■ Study questions ■
A – Summarize the passage on Special Needs Plans below in two sentences.
B – Answer the following questions using the passage on Special Needs Plans below.
(i) Which two types of Special Needs Plans does the passage name?
(ii) With whom does Medicare Advantage contract to provide its members with Medicare benefits?
(iii) Why does Medicare Advantage have more flexibility in the level of benefits it can offer?

■ Quoted passage ■
━━━━━━━━━━━━━━━━━━━━━━━━━━━━━━
Medicare Advantage: D-SNP vs. C-SNP

If you’re diagnosed with a severe chronic illness or fall into a specific category of patients, you may be able to enroll in a Special Needs Plan. Special Needs Plans (SNPs) offer specialized benefits for people who are afflicted with certain illnesses and conditions. There are a few types of SNPs currently available, including D-SNPs and C-SNPs. Here’s how the two are different.

What Is A Special Needs Plan

Medicare Advantage contracts with the Medicare administration to provide their members with Medicare benefits. Because they are privately operated companies, they have more flexibility in the level of benefits they are able to offer their members. Special Needs Plans are Medicare Advantage plans that offer specialized services to people who meet certain criteria. Oftentimes, Special Needs Plans only accept members who have been diagnosed with a specific illness or people who have recently experienced life events.
━━━━━━━━━━━━━━━━━━━━━━━━━━━━━━
■ Listed records ■
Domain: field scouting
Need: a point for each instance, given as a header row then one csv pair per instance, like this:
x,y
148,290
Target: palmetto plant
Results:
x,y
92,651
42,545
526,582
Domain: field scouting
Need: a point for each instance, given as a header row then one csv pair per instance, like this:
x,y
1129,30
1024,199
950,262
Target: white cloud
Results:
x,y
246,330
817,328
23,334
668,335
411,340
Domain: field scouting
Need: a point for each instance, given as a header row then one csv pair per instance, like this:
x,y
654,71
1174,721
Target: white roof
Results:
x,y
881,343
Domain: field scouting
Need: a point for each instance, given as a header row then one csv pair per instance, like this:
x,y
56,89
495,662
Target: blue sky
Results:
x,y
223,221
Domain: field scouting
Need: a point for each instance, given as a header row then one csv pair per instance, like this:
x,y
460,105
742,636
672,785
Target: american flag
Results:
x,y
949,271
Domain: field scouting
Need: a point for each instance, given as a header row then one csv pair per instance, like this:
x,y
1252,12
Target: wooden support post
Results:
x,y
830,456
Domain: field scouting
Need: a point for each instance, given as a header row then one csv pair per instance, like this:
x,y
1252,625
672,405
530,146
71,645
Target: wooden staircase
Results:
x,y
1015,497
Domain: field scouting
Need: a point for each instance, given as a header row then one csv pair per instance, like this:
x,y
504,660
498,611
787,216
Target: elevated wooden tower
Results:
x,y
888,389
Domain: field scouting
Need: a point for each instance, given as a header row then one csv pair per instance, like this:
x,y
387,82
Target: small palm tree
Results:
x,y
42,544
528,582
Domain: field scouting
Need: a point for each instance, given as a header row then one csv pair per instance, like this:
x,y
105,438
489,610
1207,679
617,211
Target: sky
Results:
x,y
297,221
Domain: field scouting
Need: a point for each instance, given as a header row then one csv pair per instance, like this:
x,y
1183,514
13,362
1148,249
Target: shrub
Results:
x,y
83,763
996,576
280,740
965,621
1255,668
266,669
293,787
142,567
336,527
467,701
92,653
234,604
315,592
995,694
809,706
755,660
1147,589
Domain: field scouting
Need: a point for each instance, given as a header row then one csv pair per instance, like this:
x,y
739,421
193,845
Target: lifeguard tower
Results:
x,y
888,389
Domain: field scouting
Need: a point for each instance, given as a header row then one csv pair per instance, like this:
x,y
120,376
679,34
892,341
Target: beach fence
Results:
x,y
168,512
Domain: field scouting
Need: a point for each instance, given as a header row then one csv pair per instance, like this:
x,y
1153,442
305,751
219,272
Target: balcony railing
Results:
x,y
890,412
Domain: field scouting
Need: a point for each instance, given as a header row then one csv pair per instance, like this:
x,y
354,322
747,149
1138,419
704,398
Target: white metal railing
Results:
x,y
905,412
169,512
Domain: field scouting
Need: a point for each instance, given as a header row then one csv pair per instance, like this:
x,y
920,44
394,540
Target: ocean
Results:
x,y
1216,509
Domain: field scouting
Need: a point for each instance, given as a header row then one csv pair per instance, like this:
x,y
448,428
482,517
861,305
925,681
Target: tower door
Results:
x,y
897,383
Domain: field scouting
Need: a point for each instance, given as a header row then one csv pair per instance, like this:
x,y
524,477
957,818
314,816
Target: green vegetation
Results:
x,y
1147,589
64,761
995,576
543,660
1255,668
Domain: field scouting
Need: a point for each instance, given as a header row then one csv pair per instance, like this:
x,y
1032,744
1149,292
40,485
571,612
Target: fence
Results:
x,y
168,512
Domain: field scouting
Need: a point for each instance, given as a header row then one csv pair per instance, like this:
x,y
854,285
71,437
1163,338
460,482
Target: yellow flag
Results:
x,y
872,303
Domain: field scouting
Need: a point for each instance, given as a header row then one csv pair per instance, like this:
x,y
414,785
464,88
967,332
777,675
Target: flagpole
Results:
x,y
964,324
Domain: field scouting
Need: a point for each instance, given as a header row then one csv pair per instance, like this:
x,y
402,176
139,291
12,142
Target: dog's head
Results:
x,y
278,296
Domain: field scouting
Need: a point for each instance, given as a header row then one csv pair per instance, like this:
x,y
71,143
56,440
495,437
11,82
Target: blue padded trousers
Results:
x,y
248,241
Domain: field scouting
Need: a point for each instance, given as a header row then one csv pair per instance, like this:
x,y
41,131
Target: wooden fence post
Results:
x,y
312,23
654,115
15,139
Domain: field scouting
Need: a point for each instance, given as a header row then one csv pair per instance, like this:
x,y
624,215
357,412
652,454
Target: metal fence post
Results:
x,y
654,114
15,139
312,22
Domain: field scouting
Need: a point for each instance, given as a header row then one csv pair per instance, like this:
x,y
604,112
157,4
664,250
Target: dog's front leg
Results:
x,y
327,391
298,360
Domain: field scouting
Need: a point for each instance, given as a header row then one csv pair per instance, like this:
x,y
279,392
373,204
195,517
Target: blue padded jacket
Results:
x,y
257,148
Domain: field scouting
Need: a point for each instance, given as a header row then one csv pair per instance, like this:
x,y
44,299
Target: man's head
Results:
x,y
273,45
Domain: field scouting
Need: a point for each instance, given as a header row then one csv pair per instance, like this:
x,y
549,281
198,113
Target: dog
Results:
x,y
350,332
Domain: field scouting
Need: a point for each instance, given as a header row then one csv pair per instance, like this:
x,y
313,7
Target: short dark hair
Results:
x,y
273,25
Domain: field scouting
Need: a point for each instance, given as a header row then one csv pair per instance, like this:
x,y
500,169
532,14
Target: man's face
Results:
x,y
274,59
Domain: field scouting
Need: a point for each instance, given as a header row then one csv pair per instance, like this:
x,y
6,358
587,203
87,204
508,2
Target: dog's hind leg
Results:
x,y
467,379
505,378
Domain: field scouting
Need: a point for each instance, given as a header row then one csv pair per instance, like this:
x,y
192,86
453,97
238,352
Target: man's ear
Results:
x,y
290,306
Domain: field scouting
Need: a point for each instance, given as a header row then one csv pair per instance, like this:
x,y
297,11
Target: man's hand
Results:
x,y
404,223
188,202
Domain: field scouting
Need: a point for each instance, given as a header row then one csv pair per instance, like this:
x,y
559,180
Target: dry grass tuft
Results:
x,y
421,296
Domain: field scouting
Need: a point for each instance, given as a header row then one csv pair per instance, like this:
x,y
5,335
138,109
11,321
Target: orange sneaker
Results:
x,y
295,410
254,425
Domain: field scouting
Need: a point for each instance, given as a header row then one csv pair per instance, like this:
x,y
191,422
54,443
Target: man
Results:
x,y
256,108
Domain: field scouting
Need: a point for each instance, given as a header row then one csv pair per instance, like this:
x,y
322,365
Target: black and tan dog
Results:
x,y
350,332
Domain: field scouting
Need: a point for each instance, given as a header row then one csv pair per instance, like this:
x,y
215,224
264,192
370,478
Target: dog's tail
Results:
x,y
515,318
━━━━━━━━━━━━━━━━━━━━━━━━━━━━━━
■ Activity answers ■
A – Special Needs Plans (SNPs) are Medicare Advantage plans that offer specialized benefits and services to people who meet certain criteria, often a diagnosis of a specific illness or a recent life event. Several types are currently available, including D-SNPs and C-SNPs.

B –
(i) D-SNPs and C-SNPs.
(ii) The Medicare administration.
(iii) Because Medicare Advantage plans are run by privately operated companies.